## [What is needed]
The expected output is the full set of entries, printed exactly, without pictures.

[Data entries]

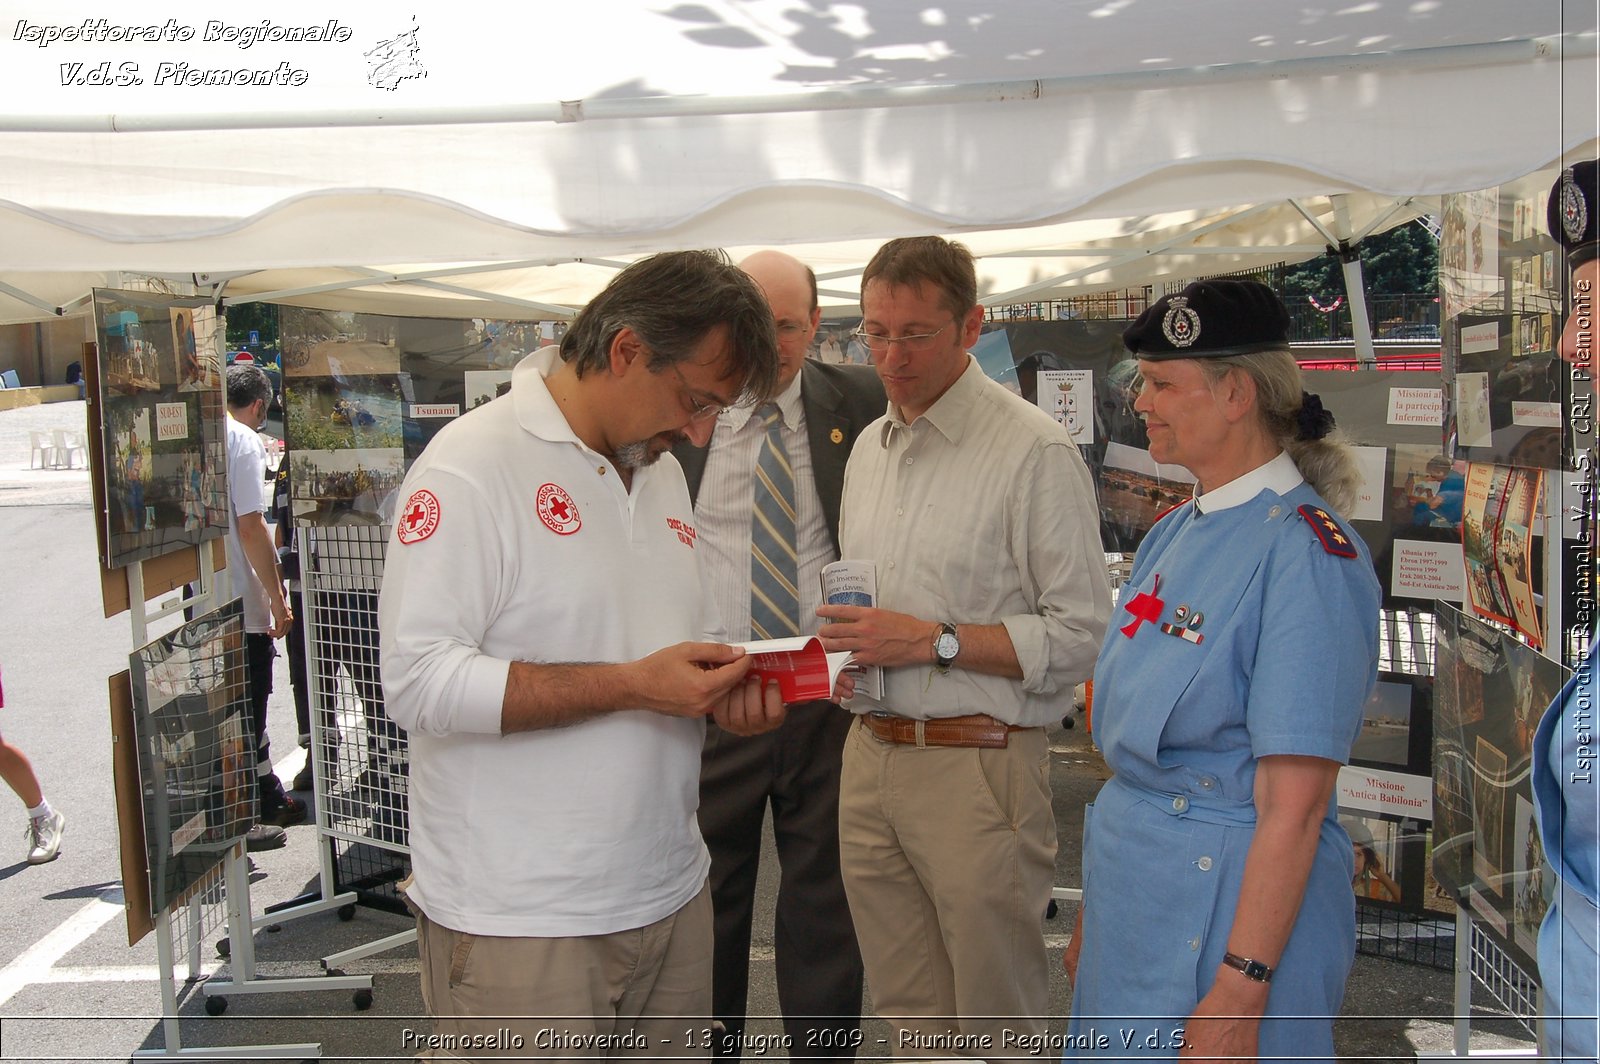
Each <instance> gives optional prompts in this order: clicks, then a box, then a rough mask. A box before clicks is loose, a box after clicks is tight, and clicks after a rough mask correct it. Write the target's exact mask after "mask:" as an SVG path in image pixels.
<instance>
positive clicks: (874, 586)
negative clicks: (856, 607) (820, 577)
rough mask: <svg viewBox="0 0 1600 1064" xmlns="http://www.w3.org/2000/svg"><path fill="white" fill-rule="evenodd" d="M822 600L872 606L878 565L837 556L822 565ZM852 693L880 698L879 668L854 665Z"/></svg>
mask: <svg viewBox="0 0 1600 1064" xmlns="http://www.w3.org/2000/svg"><path fill="white" fill-rule="evenodd" d="M822 602H824V603H827V605H830V606H875V605H877V603H878V566H877V565H874V563H872V562H862V560H854V558H840V560H838V562H832V563H829V565H824V566H822ZM858 667H859V669H861V677H859V678H858V680H856V694H867V696H869V698H878V699H882V698H883V670H882V669H878V667H877V666H858Z"/></svg>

## [Written response]
Each <instance> gives optional prompts in this order: clicks, then a box, then a rough mask. A box before clicks is loose, a box after clicks is tight, and clicks after a rough mask correct it. Write the target's exact mask after "mask:" as an SVG path in image pixels.
<instance>
positive clicks: (874, 586)
negative clicks: (856, 607) (820, 577)
rough mask: <svg viewBox="0 0 1600 1064" xmlns="http://www.w3.org/2000/svg"><path fill="white" fill-rule="evenodd" d="M822 600L872 606L878 565L837 556L822 565ZM852 693L880 698L879 668L854 665Z"/></svg>
mask: <svg viewBox="0 0 1600 1064" xmlns="http://www.w3.org/2000/svg"><path fill="white" fill-rule="evenodd" d="M822 602H824V603H827V605H830V606H875V605H877V603H878V566H877V565H874V563H872V562H862V560H854V558H840V560H838V562H832V563H829V565H824V566H822ZM858 667H859V669H861V677H859V678H858V680H856V694H867V696H869V698H878V699H882V698H883V670H882V669H878V667H877V666H858Z"/></svg>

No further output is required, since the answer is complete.